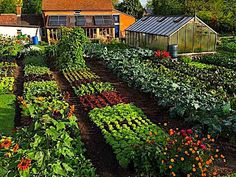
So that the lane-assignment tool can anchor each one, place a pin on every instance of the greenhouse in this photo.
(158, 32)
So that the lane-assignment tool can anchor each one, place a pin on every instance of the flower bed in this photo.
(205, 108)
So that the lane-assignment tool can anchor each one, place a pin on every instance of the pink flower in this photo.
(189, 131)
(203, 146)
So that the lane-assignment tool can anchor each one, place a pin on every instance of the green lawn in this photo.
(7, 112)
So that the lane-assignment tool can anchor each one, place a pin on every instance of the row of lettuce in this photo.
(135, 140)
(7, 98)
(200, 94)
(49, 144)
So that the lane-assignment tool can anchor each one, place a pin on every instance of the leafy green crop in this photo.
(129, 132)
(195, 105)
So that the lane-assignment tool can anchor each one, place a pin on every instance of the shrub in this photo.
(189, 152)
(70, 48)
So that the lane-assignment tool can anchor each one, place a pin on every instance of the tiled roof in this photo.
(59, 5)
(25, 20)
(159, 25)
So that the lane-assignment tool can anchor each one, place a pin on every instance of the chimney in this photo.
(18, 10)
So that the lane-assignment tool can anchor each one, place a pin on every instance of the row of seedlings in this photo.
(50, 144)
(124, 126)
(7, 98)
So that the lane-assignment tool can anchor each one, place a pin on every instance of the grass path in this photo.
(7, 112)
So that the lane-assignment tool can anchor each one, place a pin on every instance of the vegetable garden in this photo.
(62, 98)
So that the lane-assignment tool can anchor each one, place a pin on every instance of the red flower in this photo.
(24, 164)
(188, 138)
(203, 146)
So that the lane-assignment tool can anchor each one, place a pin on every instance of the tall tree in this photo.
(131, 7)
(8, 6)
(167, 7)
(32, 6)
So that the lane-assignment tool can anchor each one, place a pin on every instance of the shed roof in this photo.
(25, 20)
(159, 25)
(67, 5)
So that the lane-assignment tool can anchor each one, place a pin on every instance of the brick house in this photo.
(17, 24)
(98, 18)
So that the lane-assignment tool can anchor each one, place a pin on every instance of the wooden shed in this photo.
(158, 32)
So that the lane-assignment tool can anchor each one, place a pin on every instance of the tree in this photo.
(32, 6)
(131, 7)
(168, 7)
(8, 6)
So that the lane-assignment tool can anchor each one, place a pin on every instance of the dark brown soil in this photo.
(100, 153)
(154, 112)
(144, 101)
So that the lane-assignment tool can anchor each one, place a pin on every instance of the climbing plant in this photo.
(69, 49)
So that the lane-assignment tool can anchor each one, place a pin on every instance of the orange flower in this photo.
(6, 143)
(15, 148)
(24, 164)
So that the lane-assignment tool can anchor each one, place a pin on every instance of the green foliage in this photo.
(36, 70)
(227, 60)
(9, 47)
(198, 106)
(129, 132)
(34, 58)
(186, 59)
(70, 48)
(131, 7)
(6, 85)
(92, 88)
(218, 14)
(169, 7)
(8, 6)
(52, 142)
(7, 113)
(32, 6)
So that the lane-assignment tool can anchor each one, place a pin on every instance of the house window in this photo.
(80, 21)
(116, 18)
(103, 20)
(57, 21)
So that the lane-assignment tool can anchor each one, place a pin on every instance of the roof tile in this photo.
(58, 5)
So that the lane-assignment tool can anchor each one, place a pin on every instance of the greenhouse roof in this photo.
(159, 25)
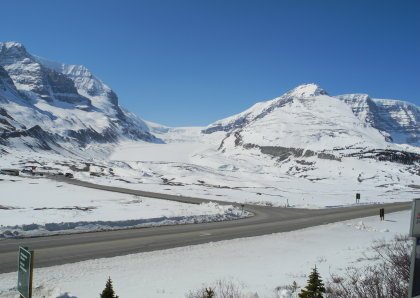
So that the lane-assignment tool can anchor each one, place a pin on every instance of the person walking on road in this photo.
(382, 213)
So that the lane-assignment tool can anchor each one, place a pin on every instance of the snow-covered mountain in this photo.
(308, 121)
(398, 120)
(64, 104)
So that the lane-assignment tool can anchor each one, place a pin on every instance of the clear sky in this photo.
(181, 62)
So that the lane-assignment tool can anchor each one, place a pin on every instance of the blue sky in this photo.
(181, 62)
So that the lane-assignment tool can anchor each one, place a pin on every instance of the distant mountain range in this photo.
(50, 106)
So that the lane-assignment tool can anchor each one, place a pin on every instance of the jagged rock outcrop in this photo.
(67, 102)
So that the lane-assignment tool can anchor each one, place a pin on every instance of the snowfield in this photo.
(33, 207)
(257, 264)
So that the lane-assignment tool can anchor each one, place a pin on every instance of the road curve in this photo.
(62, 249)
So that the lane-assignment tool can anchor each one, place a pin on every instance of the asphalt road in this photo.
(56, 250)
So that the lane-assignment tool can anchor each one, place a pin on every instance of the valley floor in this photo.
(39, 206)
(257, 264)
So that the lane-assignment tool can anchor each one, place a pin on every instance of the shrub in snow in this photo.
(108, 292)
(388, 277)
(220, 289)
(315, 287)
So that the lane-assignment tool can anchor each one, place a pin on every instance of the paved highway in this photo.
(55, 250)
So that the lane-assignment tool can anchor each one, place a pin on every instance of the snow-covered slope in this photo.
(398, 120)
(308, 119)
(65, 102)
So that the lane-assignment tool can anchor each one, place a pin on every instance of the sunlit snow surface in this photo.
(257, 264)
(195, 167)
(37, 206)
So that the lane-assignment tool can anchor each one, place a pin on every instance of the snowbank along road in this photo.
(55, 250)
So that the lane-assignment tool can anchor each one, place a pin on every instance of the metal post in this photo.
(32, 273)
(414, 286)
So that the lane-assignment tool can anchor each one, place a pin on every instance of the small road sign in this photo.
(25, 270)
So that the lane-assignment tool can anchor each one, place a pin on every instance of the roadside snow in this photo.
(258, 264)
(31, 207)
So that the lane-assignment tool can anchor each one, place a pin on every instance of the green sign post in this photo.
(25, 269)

━━━

Output each line above exactly. Skip the images.

REPLY
So that the lane-assignment tool can anchor each one, place a pin on every instance of the greenhouse in this photo.
(158, 32)
So that the lane-assignment tool can anchor each one, place a pin on every instance of the flower bed in this photo.
(205, 108)
So that the lane-assignment tool can anchor each one, place a pin on every instance of the pink flower in this photo.
(189, 131)
(203, 146)
So that the lane-assignment tool can anchor each one, place a pin on every instance of the green lawn in this photo.
(7, 112)
So that the lane-assignment tool can anchor each one, place a pin on every instance of the row of lettuce in this photo.
(135, 140)
(7, 98)
(200, 94)
(49, 144)
So that the lane-assignment tool can anchor each one, place a pin on every instance of the leafy green crop in this photo.
(129, 132)
(195, 105)
So that the lane-assignment tool can anchor each one, place a pin on every instance of the shrub in this photo.
(189, 152)
(70, 48)
So that the lane-assignment tool can anchor each one, place a pin on every instance of the tiled roof in this photo.
(59, 5)
(25, 20)
(159, 25)
So that the lane-assignment tool can anchor each one, place a pin on every instance of the chimney in this photo.
(18, 10)
So that the lane-assignment tool can anchor each one, place a pin on every instance of the row of seedlings in this photo.
(50, 144)
(124, 126)
(7, 98)
So that the lane-assignment tool can anchor each one, place a pin on every instance of the grass path in this photo.
(7, 112)
So that the lane-assignment tool can anchor each one, place a pin on every instance of the vegetable garden in this photo.
(62, 98)
So that the lane-assignment tool can anchor each one, place a pin on every instance of the red flower in this photo.
(24, 164)
(188, 138)
(203, 146)
So that the lane-assignment tool can anchor each one, place a pin on every instance of the tall tree in this photo.
(131, 7)
(8, 6)
(167, 7)
(32, 6)
So that the lane-assignment tool can anchor each one, place a pin on every instance of the shed roof in this photo.
(25, 20)
(159, 25)
(67, 5)
So that the lane-assignment tool can anchor each one, place a pin on every instance of the brick house in this photo.
(17, 24)
(98, 18)
So that the lane-assignment tool can anchor each one, place a pin on every instance of the wooden shed in this photo.
(158, 32)
So that the lane-assignment tool can anchor each one, place a pin on every instance of the tree in this photo.
(32, 6)
(131, 7)
(168, 7)
(8, 6)
So that the lane-assignment tool can anchor each one, place a pin on every instance of the dark brown soil in this photo.
(100, 153)
(154, 112)
(144, 101)
So that the lane-assignment tool can anchor each one, place a pin on every instance of the climbing plant in this photo.
(69, 49)
So that the lane-assignment tool can anchor each one, place a pin on every instance of the orange flower in this photo.
(6, 143)
(15, 148)
(24, 164)
So that the lane-assignment tool can anchor each one, place a pin on every instance of the green foliage in this photo.
(36, 70)
(227, 60)
(9, 47)
(198, 106)
(129, 132)
(34, 58)
(186, 59)
(70, 48)
(131, 7)
(6, 85)
(92, 88)
(218, 14)
(169, 7)
(8, 6)
(52, 142)
(7, 113)
(32, 6)
So that the lane-assignment tool can anchor each one, place a pin on every instance of the house window in this photo.
(80, 21)
(116, 18)
(103, 20)
(57, 21)
So that the lane-assignment tool can anchor each one, place a pin on every instance of the roof tile in this photo.
(58, 5)
So that the lane-assignment tool can anchor each one, place a pin on every instance of the greenhouse roof in this photo.
(159, 25)
So that the lane-assignment tool can anchor each one, place a pin on every instance of the person walking on road in this photo.
(382, 213)
So that the lane-assignment tool can anchor each one, place a pin on every instance of the snow-covered mountain in this photo.
(308, 121)
(398, 120)
(64, 104)
So that the lane-assignment tool can anchor each one, place a pin on every instance of the clear sky in this photo.
(181, 62)
So that the lane-assignment tool can anchor each one, place a pin on every instance of the blue sky in this photo.
(181, 62)
So that the lane-assignment tool can anchor each one, place a pin on every instance of the distant mountain range in this photo.
(50, 106)
So that the lane-assignment tool can anchor each one, place a pin on every instance of the jagged rock outcrop in this photo.
(67, 102)
So that the lane-assignment tool can anchor each one, place a pin on every instance of the snowfield in this photo.
(33, 207)
(257, 264)
So that the lane-assignment tool can anchor each one, place a pin on every instance of the road curve in this photo.
(62, 249)
So that the lane-assignment tool can anchor each one, place a pin on every instance of the asphalt road in this photo.
(56, 250)
So that the lane-assignment tool can anchor each one, place a pin on every instance of the valley floor in this photo.
(39, 206)
(257, 264)
So that the lane-assignment tool can anchor each one, place a pin on every instance of the shrub in snow in this photo.
(108, 292)
(388, 277)
(220, 289)
(315, 287)
So that the lane-assignment tool can anchor each one, place a pin on every instance of the paved highway in this photo.
(55, 250)
So that the lane-assignment tool can anchor each one, place a pin on every instance of the snow-covered slope in this photo.
(398, 120)
(308, 119)
(65, 102)
So that the lane-assignment tool can anchor each one, place a pin on every instance of the sunlit snow surface in this photo.
(257, 264)
(195, 167)
(37, 206)
So that the lane-assignment tool can anchor each one, place a pin on every instance of the snowbank along road in this photo.
(55, 250)
So that the lane-assignment tool can anchor each one, place a pin on every instance of the metal post in this photo.
(32, 273)
(414, 286)
So that the lane-assignment tool can anchor each one, place a pin on every instance of the small road sign in this photo.
(25, 270)
So that the lane-assignment tool can anchor each one, place a pin on every instance of the roadside snow in this photo.
(258, 264)
(31, 207)
So that the lane-assignment tool can anchor each one, place a pin on every instance of the green sign post in this photo.
(25, 269)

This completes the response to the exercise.